▶ WHAT IS BEING ASKED
Set down the full listing exactly as given. Any pictures are to be left out.

▶ EXERCISE INPUT
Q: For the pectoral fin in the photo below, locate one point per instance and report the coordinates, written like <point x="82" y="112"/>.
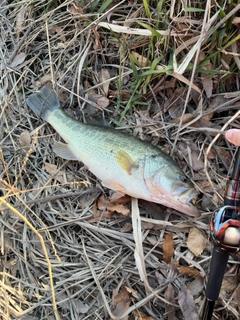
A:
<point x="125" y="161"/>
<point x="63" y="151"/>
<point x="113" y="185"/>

▶ OUTPUT OF THE EXERCISE
Q: For the pectoral fin in the photo below, locate one point per instance and report the coordinates, written like <point x="82" y="112"/>.
A:
<point x="125" y="161"/>
<point x="63" y="151"/>
<point x="113" y="185"/>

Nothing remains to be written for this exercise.